===== PASSAGE TO READ =====
C. Kidnapping Was Not Incidental to Battery

{28} Defendant next argues that the Legislature did not intend to punish restraint that is incidental to another crime as kidnapping and cites to other jurisdictions that have interpreted kidnapping statutes to apply only when the restraint or movement has significance independent from the underlying crime. See, e.g., State v. Salamon, 287 Conn. 509, 949 A.2d 1092, 1121 (2008); State v. Buggs, 219 Kan. 203, 547 P.2d 720, 723 (1976); People v. Daniels, 71 Cal.2d 1119, 80 Cal.Rptr. 897, 459 P.2d 225, 238 (1969) (in bank). He argues further that since “[t]he restraint involved here was done for the sole purpose of effectuating [Defendant's] contact with [Victim] ... and did not involve more restraint than was necessary to commit the battery as alleged,” the kidnapping conviction should be vacated. The State argues that Defendant failed to preserve these issues and that, even if they were preserved, “driving a person across miles of desert is [not] necessary to commit battery ..., given the number of people who have succeeded in committing battery without driving at all.” (internal quotation marks omitted).

{29} Defendant's first contention was resolved in State v. Trujillo, 2012–NMCA–112, ¶ 39, ––– N.M. ––––, 289 P.3d 238 (2012). In that case, the defendant was convicted of kidnapping for holding the victim during a fight in which he and an accomplice beat the victim with a bar. Id. ¶¶ 2–3. This Court examined the history and purpose of the kidnapping statute and concluded that “the Legislature did not intend to punish as kidnapping restraints that are merely incidental to another crime.” Id. ¶ 39. We examined three tests used by other states to determine whether restraint or movement is incidental to another crime. Id. ¶¶ 32–38. Although we did not adopt a specific test, we vacated the kidnapping conviction, stating that the restraint was incidental under any of the tests because it was “not longer or greater than that necessary to achieve a battery[,] ... did not subject [the v]ictim to substantially greater risk of harm[,]” and did not facilitate another crime. Id. ¶ 39. We stated that it was possible to make this determination on the facts of that case because “[t]he facts [did] not present a ‘close call.’ ” Id. But “[a] more complicated factual scenario would present a jury question—submitted under appropriate instructions—as to whether the restraint involved was merely incidental to the other crime.” Id. ¶ 42. This part of our analysis in Trujillo rested on an assessment of the sufficiency of the evidence to support kidnapping. See State v. Riley, 2010–NMSC–005, ¶ 12, 147 N.M. 557, 226 P.3d 656 (“In reviewing the evidence, the relevant question is whether any rational jury could have found each element of the crime to be established beyond a reasonable doubt.”) (internal quotation marks and citation omitted); State v. Ward, 306 Conn. 718, 51 A.3d 970, 984 (2012) (examining whether the “jury reasonably could have concluded that the evidence adduced at trial established that the defendant was guilty of kidnapping” where the defendant argued that any movement of the victim was incidental to sexual assault under the test expressed in Salamon, 949 A.2d at 1121).
=====
**TASKS TO COMPLETE**
- a) List each court case named in the kidnapping opinion excerpt, giving every case only once.
- b) Continue the kidnapping opinion excerpt from the point where it stops.
===== DATA TO EXAMINE =====
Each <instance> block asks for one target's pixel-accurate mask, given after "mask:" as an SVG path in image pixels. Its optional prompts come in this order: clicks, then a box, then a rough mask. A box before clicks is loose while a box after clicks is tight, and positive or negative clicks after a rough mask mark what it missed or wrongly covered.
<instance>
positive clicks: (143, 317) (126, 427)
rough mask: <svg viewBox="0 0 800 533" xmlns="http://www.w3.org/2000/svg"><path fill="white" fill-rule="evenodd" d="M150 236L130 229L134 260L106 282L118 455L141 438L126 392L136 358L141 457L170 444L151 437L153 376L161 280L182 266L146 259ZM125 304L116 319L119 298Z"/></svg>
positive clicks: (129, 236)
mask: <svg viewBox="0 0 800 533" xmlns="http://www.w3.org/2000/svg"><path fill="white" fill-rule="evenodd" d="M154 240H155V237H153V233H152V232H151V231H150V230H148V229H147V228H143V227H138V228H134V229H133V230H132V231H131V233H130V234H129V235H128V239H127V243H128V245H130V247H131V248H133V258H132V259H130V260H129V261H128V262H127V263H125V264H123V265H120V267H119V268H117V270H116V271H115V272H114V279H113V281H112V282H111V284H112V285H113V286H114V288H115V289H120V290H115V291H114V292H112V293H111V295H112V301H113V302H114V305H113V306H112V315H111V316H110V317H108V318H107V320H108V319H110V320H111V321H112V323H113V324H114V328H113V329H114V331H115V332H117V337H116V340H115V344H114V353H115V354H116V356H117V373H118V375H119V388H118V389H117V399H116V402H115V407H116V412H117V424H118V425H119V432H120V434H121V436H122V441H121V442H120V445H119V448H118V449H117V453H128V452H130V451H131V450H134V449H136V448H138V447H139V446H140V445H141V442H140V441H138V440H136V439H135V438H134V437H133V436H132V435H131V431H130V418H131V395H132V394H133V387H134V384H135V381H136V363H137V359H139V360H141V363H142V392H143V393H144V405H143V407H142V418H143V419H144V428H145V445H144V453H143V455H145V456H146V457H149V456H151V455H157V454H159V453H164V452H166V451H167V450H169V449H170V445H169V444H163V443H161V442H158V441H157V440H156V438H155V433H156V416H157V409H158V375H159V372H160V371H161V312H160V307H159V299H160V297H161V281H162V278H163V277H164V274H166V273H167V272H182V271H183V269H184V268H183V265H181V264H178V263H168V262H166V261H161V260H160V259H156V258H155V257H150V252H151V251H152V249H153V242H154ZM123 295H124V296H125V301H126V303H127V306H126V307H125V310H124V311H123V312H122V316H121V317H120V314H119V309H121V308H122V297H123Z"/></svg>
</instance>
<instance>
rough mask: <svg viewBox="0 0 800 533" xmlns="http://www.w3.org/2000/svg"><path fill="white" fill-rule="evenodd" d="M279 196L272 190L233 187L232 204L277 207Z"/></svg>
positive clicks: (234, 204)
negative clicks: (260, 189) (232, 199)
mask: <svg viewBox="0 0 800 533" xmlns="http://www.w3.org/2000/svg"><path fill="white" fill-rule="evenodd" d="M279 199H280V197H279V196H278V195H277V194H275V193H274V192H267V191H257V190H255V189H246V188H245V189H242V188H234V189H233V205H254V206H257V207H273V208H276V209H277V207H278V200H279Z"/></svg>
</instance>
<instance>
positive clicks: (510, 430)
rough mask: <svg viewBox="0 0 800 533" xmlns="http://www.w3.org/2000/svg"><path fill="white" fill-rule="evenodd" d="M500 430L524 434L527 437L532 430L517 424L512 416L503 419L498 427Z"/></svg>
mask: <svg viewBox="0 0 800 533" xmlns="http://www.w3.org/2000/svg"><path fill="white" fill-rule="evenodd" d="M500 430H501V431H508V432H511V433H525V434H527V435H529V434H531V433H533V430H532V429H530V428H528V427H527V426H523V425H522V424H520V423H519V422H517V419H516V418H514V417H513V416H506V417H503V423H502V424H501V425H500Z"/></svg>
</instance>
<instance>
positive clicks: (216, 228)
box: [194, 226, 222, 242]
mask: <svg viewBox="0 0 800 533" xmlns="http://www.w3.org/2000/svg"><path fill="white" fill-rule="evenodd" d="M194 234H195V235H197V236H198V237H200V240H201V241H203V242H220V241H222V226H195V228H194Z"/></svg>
=====
**WRITTEN ANSWERS**
- a)
State v. Salamon
State v. Buggs
People v. Daniels
State v. Trujillo
State v. Riley
State v. Ward

- b)
{30} We apply this analysis to Defendant's second contention: that any restraint of Victim was incidental to battery. Defendant need not have preserved this argument because it rests on whether the evidence was sufficient to convict him of kidnapping. State v. Stein, 1999–NMCA–065, ¶ 9, 127 N.M. 362, 981 P.2d 295 (“[T]he question of sufficiency of the evidence to support a conviction may be raised for the first time on appeal.”). Under this standard, “an appellate court reviews the evidence in the light most favorable to the guilty verdict, indulging all reasonable inferences and resolving all conflicts in the evidence in favor of the verdict.” Riley, 2010–NMSC–005, ¶ 12, 147 N.M. 557, 226 P.3d 656 (alteration, internal quotation marks, and citation omitted). In essence, Defendant argues that there was insufficient evidence that Defendant's restraint of Victim was not “merely in furtherance of the ongoing battery and [that it had a significance of its own.” We are unpersuaded. Kidnapping may occur once the “[v]ictim's physical association with [the d]efendant[is] no longer voluntary.” Pisio, 119 N.M. at 260, 889 P.2d at 868. As discussed above, the jury was instructed that a battery conviction required finding that Defendant hit or kicked Victim. In addition, they heard evidence that Defendant drove Victim from one location to another while restraining her in the car. There was sufficient evidence for the jury to conclude that this conduct was not merely incidental to hitting or kicking her. See Trujillo, 2012–NMCA–112, ¶¶ 37–38, –––N.M. ––––, 289 P.3d 238.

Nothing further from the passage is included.